What is being asked: Only the lines holding the string "below" are needed; copy each of them from the data.

Data records:
----

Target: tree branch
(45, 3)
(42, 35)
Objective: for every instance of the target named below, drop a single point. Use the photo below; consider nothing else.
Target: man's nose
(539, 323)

----

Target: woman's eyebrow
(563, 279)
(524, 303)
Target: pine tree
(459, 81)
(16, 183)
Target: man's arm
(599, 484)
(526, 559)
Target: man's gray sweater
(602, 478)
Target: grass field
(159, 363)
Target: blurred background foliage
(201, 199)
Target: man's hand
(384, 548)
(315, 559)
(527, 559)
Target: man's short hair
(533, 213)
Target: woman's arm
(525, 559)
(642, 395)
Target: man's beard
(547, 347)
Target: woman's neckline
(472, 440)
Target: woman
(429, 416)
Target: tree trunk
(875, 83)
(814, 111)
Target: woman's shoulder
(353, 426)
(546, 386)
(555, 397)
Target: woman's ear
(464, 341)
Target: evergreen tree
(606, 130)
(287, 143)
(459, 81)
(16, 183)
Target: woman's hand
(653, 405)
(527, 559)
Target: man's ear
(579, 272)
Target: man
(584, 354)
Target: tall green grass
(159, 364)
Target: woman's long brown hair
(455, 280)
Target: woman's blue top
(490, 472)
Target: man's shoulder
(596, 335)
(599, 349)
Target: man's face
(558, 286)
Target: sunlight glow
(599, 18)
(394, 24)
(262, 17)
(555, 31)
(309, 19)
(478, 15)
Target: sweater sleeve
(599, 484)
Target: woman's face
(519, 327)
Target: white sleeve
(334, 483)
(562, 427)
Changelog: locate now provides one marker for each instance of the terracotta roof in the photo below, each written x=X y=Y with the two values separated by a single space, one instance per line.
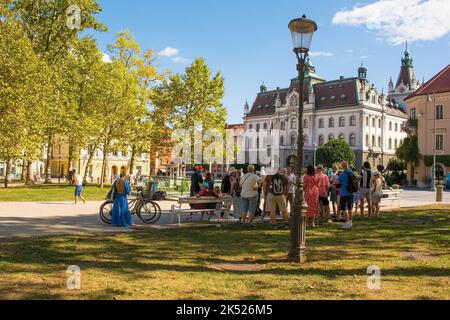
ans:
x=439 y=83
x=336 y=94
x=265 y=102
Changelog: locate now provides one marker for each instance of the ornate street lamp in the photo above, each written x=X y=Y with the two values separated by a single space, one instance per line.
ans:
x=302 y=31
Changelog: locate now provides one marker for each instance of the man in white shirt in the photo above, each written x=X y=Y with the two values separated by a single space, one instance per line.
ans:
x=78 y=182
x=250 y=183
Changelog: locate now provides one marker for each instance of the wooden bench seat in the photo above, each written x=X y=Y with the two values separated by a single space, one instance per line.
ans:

----

Reply to the exercise:
Objective: for every instance of the target named below, drop a single point. Use the photo below; consider nothing else.
Changelog: locate now provides one marker for each instance of the terracotta roof in the photo below, each written x=X y=Y with the two values separated by a single space, one instance per line.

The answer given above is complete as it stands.